Start of DATASET CONTENT

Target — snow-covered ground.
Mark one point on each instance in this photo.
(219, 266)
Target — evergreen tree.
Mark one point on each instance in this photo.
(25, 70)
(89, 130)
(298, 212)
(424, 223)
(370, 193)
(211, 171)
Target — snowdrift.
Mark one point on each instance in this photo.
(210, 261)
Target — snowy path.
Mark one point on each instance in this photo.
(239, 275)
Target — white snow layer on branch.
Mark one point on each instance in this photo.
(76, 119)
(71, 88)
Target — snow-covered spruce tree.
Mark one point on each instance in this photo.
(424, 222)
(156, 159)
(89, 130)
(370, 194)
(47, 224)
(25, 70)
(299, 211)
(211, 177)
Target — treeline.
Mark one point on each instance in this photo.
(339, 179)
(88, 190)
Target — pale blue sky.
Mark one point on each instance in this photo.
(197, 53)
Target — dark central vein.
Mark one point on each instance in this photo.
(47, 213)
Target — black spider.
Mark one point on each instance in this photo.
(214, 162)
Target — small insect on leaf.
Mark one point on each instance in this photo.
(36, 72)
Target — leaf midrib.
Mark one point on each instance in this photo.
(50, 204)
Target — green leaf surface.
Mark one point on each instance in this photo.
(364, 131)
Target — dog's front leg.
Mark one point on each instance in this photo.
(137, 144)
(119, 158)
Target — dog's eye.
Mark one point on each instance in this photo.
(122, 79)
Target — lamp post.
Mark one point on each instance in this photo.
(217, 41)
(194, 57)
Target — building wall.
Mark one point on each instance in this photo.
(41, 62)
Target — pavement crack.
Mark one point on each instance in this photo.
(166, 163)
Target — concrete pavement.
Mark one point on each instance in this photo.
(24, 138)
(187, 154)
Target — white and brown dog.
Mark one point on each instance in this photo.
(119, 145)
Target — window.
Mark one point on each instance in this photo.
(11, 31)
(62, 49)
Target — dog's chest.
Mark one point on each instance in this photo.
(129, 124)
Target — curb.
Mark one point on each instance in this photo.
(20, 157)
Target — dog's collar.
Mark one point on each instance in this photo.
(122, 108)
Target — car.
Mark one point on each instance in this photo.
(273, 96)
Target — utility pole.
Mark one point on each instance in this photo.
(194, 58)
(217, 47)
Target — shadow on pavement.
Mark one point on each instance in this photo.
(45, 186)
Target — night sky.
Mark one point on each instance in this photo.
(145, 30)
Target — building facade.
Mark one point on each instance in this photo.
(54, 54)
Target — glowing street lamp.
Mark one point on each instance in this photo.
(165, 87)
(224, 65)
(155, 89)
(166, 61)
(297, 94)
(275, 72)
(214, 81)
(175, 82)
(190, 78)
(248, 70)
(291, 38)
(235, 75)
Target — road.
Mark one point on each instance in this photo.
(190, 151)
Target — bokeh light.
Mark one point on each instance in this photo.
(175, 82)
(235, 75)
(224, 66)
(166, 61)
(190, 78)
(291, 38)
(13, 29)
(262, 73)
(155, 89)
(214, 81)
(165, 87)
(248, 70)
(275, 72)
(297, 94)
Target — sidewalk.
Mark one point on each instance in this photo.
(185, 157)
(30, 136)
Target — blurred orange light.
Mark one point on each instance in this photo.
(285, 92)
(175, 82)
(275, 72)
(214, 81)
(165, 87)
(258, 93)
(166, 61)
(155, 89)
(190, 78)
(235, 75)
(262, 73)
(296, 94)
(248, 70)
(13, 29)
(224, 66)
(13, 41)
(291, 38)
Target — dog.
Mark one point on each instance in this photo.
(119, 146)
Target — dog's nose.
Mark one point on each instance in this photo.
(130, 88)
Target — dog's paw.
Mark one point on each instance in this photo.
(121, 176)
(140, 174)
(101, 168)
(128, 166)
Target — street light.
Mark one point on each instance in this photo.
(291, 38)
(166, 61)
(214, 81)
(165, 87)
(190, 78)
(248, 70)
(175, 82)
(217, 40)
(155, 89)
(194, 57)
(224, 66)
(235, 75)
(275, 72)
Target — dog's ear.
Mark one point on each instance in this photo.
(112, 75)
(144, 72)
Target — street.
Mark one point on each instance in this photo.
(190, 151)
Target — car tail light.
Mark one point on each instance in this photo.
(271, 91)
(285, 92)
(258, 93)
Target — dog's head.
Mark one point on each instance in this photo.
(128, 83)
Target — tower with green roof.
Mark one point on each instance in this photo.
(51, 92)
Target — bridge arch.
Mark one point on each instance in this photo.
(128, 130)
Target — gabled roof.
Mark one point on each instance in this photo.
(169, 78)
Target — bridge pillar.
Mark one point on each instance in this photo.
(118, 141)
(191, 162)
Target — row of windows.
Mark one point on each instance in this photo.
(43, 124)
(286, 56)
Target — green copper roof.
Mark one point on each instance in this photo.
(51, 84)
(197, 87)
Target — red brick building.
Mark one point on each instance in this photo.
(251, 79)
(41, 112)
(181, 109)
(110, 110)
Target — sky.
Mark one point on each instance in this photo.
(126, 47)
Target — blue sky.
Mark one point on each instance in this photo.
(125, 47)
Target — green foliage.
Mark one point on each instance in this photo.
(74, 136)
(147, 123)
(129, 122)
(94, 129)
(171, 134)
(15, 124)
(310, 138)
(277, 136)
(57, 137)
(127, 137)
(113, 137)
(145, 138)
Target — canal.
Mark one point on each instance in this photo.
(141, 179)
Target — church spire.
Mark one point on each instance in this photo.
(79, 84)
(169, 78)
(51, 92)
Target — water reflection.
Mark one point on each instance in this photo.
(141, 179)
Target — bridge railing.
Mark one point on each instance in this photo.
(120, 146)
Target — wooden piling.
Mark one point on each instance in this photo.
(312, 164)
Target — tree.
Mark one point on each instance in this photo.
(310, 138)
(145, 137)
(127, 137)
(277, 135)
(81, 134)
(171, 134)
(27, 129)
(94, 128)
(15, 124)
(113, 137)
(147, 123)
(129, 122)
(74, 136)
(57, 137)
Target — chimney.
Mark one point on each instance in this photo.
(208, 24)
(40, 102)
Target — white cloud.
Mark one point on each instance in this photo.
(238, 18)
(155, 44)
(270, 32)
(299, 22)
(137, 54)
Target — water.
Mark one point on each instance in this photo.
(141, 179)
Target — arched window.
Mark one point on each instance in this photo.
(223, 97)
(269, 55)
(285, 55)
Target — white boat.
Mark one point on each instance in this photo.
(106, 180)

End of DATASET CONTENT

▶ DIRECTIONS
Pull every line containing "covered" out of the records.

▶ EXERCISE RESPONSE
Target — snow-covered ground.
Target — snow-covered spruce tree.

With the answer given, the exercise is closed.